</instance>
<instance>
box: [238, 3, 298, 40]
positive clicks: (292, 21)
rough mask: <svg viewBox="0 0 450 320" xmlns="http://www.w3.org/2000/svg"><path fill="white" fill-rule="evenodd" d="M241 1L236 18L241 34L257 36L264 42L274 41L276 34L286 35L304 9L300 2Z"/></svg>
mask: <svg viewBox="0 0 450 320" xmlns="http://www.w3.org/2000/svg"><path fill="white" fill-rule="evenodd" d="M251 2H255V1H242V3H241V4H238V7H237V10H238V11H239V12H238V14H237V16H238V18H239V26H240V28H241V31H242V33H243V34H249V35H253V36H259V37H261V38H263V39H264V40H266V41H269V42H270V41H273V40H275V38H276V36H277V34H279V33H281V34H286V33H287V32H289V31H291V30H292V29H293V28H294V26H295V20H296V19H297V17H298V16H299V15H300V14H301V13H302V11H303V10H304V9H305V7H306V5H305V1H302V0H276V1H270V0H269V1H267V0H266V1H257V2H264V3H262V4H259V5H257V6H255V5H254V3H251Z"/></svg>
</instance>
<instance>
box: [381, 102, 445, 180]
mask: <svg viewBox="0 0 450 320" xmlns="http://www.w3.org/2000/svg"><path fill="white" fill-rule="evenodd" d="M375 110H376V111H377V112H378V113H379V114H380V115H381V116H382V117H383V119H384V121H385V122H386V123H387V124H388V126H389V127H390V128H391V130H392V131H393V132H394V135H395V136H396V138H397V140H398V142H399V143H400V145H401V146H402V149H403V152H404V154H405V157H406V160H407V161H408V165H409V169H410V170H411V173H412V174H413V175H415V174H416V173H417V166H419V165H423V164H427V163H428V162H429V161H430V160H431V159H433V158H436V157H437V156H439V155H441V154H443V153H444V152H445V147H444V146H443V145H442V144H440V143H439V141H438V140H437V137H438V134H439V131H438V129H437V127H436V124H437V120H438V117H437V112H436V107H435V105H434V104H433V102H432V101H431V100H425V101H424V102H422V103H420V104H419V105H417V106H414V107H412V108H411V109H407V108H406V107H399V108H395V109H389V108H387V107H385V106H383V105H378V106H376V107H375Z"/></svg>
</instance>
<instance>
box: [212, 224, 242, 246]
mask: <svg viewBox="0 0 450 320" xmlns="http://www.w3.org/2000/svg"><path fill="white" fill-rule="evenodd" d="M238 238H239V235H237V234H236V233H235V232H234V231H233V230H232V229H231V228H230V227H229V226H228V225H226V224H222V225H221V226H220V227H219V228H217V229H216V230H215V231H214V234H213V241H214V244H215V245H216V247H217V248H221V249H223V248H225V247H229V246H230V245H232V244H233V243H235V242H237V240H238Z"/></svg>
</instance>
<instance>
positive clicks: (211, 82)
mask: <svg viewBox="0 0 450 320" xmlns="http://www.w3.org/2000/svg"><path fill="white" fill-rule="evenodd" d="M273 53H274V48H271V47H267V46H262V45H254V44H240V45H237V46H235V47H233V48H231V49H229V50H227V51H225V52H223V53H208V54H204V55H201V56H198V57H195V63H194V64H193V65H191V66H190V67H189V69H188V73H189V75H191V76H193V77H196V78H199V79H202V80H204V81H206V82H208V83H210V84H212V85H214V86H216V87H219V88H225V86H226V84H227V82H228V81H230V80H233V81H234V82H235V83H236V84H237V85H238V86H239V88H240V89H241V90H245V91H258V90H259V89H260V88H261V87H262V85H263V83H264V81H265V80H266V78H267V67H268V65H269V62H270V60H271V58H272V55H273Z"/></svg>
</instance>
══════════
## What the task asks
Please return all of the entries shown above, exactly as they stand.

## Task answer
</instance>
<instance>
box: [238, 3, 298, 40]
positive clicks: (292, 21)
rough mask: <svg viewBox="0 0 450 320" xmlns="http://www.w3.org/2000/svg"><path fill="white" fill-rule="evenodd" d="M241 1L236 18L241 34L257 36L264 42L274 41L276 34L286 35L304 9L300 2Z"/></svg>
mask: <svg viewBox="0 0 450 320" xmlns="http://www.w3.org/2000/svg"><path fill="white" fill-rule="evenodd" d="M251 2H255V1H242V3H241V4H238V7H237V10H238V11H239V12H238V14H237V16H238V18H239V26H240V28H241V31H242V33H243V34H249V35H253V36H259V37H261V38H263V39H264V40H266V41H269V42H270V41H273V40H275V38H276V36H277V34H279V33H281V34H286V33H287V32H289V31H291V30H292V29H293V28H294V26H295V20H296V19H297V17H298V16H299V15H300V14H301V13H302V11H303V10H304V9H305V7H306V5H305V1H302V0H276V1H270V0H269V1H267V0H266V1H257V2H264V3H262V4H259V5H257V6H255V5H254V3H251Z"/></svg>
</instance>
<instance>
box: [381, 102, 445, 180]
mask: <svg viewBox="0 0 450 320" xmlns="http://www.w3.org/2000/svg"><path fill="white" fill-rule="evenodd" d="M375 110H376V111H377V112H378V113H379V114H380V115H381V116H382V117H383V119H384V121H385V122H386V123H387V124H388V126H389V127H390V128H391V130H392V131H393V132H394V135H395V136H396V138H397V140H398V142H399V143H400V145H401V146H402V149H403V152H404V154H405V157H406V160H407V161H408V165H409V169H410V170H411V173H412V174H413V175H415V174H416V173H417V166H419V165H423V164H427V163H428V162H429V161H430V160H431V159H433V158H436V157H437V156H439V155H441V154H443V153H444V152H445V147H444V146H443V145H442V144H440V143H439V141H438V140H437V137H438V134H439V131H438V129H437V127H436V124H437V120H438V117H437V112H436V107H435V105H434V104H433V102H432V101H431V100H425V101H424V102H422V103H420V104H419V105H417V106H414V107H412V108H411V109H407V108H406V107H399V108H395V109H389V108H387V107H385V106H383V105H378V106H376V107H375Z"/></svg>
</instance>
<instance>
box: [212, 224, 242, 246]
mask: <svg viewBox="0 0 450 320" xmlns="http://www.w3.org/2000/svg"><path fill="white" fill-rule="evenodd" d="M238 238H239V235H237V234H236V233H235V232H234V231H233V230H232V229H231V228H230V227H229V226H228V225H226V224H222V225H221V226H220V227H219V228H217V229H216V230H215V231H214V234H213V241H214V244H215V245H216V247H217V248H221V249H223V248H225V247H229V246H230V245H232V244H233V243H235V242H237V240H238Z"/></svg>
</instance>
<instance>
positive clicks: (211, 82)
mask: <svg viewBox="0 0 450 320" xmlns="http://www.w3.org/2000/svg"><path fill="white" fill-rule="evenodd" d="M273 53H274V48H271V47H267V46H262V45H254V44H240V45H237V46H235V47H233V48H231V49H229V50H227V51H225V52H223V53H208V54H204V55H201V56H198V57H195V63H194V64H193V65H191V66H190V67H189V69H188V73H189V75H191V76H193V77H196V78H199V79H202V80H204V81H206V82H208V83H210V84H212V85H214V86H216V87H219V88H225V86H226V84H227V82H228V81H230V80H233V81H234V82H235V83H236V84H237V85H238V86H239V88H240V89H241V90H245V91H258V90H259V89H260V88H261V87H262V85H263V83H264V81H265V80H266V78H267V67H268V65H269V62H270V60H271V58H272V55H273Z"/></svg>
</instance>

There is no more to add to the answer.